Write the records below out again exactly as given, with no images.
━━━━━ WORKING DATA ━━━━━
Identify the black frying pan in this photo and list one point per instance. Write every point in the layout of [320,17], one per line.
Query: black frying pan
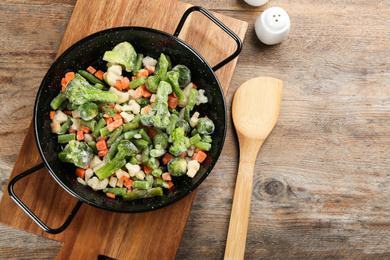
[89,51]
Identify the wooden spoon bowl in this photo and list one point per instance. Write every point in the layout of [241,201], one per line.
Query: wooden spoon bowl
[255,110]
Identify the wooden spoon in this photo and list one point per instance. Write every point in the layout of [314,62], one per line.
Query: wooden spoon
[255,111]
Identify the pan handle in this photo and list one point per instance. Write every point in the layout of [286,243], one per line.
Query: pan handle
[30,213]
[217,22]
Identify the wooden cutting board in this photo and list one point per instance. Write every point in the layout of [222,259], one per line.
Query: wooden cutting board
[93,231]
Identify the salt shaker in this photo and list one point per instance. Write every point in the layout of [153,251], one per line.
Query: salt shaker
[256,2]
[272,26]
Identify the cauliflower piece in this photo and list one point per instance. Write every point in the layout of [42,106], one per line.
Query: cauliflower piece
[186,93]
[55,127]
[113,74]
[132,168]
[88,175]
[119,183]
[127,117]
[193,168]
[95,161]
[96,184]
[194,119]
[121,174]
[118,108]
[201,97]
[88,138]
[149,61]
[100,165]
[134,107]
[132,94]
[191,150]
[122,96]
[140,175]
[139,158]
[80,180]
[113,181]
[75,114]
[76,124]
[60,117]
[137,136]
[152,98]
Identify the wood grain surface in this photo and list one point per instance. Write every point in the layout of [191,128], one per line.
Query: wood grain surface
[321,182]
[149,234]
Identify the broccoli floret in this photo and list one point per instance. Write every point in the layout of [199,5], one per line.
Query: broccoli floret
[180,142]
[78,153]
[153,81]
[125,149]
[88,110]
[158,114]
[122,54]
[161,139]
[177,166]
[205,126]
[79,92]
[173,79]
[184,75]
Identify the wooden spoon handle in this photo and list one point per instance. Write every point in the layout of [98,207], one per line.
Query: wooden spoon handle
[236,240]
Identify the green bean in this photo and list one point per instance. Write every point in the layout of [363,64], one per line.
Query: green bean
[114,148]
[138,63]
[137,82]
[71,106]
[187,115]
[157,172]
[62,139]
[130,134]
[142,185]
[114,136]
[194,132]
[157,152]
[130,126]
[92,144]
[91,124]
[192,98]
[145,154]
[99,126]
[196,138]
[203,145]
[109,111]
[143,102]
[139,194]
[141,144]
[57,101]
[160,183]
[149,178]
[133,160]
[207,139]
[104,131]
[172,124]
[91,78]
[99,86]
[65,126]
[63,105]
[145,136]
[115,191]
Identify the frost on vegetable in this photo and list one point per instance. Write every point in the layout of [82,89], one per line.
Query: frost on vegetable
━━━━━
> [RESPONSE TO THE TASK]
Identify the black frying pan in this photo and list one point per instance. Write every point in the layout of [320,17], one per line.
Query: black frying pan
[89,51]
Identify the wooden spoon bowl in this photo and list one point per instance. Write every point in the layout of [241,201], one per line.
Query: wooden spoon bowl
[255,110]
Identify the wooden spoon in this photo and list one point per instance. Write every point in the layout of [314,62], one per line.
Query: wooden spoon
[255,111]
Identify the pan handle in this photo and list one point per instance. Write every point in the layout of [286,243], one per line.
Query: pan handle
[30,213]
[217,22]
Identify the wooden cutting board in this photo and list one point per instance. Write every point in the layout of [222,259], one per line.
Query: wooden cutting board
[93,231]
Identify the salt shaker in this photo and list one point per instance. Write every point in the layout of [153,251], one per line.
Query: salt shaker
[256,2]
[272,26]
Identify the cauliflower piece in this photo and list one point per instance. Write every point in the layout of [42,106], one per line.
Query: cauliflower piece
[186,93]
[55,127]
[113,74]
[132,168]
[88,175]
[119,183]
[127,117]
[193,168]
[95,161]
[96,184]
[194,119]
[121,174]
[118,108]
[201,97]
[88,138]
[149,61]
[100,165]
[134,107]
[132,94]
[191,150]
[122,96]
[140,175]
[139,158]
[80,180]
[113,181]
[75,114]
[76,124]
[60,117]
[137,136]
[152,98]
Identify the wood grain surface in this photo and list one point per instance. Write every point in the layout of [191,128], one per line.
Query: wood grain surface
[321,182]
[149,234]
Identify the broccoli floret in this photo and list one point per instance. Write every point in the layout of [199,5], one per line.
Query: broccoli floret
[180,142]
[78,153]
[153,81]
[125,149]
[88,110]
[158,114]
[122,54]
[161,139]
[177,166]
[205,126]
[79,92]
[173,79]
[184,75]
Identify the wooden spoon handle in this photo and list one point per instance. Write every point in the layout of [98,207], one per line.
Query: wooden spoon handle
[236,240]
Identify the green bean in this photo and list one point per instance. Write every point in the layout of [363,64], one per line.
Query: green bean
[114,148]
[138,63]
[137,82]
[71,106]
[187,115]
[157,172]
[62,139]
[130,134]
[142,185]
[114,136]
[194,132]
[157,152]
[130,126]
[92,144]
[91,124]
[192,98]
[145,154]
[99,126]
[196,138]
[203,145]
[109,111]
[143,102]
[139,194]
[141,144]
[57,101]
[160,183]
[149,178]
[133,160]
[207,139]
[104,131]
[172,124]
[91,78]
[99,86]
[65,126]
[63,105]
[145,136]
[115,191]
Identify the frost on vegetable in this photo and list one point per instance. Write every point in the layout of [82,89], one per line.
Query: frost on vegetable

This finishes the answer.